■ TO BE DONE:
State how many lines in the items below contain the string "shirt", with case taken into account. Give only the number.

━━ DATA FOR PROCESSING ━━

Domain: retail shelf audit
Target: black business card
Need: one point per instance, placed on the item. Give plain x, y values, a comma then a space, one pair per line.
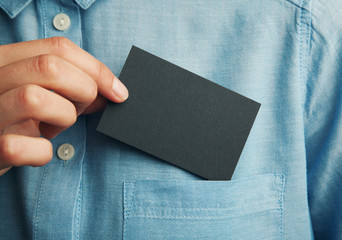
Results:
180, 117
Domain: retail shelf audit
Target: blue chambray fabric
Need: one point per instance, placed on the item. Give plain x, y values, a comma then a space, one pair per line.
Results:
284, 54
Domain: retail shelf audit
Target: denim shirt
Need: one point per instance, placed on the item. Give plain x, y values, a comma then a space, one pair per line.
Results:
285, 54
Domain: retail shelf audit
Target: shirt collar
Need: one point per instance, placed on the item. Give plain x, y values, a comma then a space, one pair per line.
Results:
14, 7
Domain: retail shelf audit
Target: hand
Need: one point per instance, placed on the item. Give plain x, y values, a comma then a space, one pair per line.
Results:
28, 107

━━━
━━ DATA FOR PROCESSING ━━

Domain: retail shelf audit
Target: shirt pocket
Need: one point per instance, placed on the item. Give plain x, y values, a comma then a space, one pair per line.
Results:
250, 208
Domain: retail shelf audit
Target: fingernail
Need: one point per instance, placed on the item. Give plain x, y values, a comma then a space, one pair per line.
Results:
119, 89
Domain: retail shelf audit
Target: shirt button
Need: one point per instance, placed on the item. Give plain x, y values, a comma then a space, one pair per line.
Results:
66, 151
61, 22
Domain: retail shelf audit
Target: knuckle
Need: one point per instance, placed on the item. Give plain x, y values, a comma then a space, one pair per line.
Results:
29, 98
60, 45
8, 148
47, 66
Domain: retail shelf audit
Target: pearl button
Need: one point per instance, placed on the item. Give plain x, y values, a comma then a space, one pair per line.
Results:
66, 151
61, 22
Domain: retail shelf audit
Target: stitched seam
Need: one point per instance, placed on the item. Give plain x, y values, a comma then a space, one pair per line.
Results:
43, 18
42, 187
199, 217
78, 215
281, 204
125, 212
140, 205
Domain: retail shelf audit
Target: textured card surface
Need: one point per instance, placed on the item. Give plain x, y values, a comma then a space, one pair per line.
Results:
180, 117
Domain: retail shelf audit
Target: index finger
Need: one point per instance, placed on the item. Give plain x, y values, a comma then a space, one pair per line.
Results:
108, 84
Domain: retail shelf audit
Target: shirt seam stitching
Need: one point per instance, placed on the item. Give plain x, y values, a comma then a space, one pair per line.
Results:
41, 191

━━━

■ FINAL RESULT:
5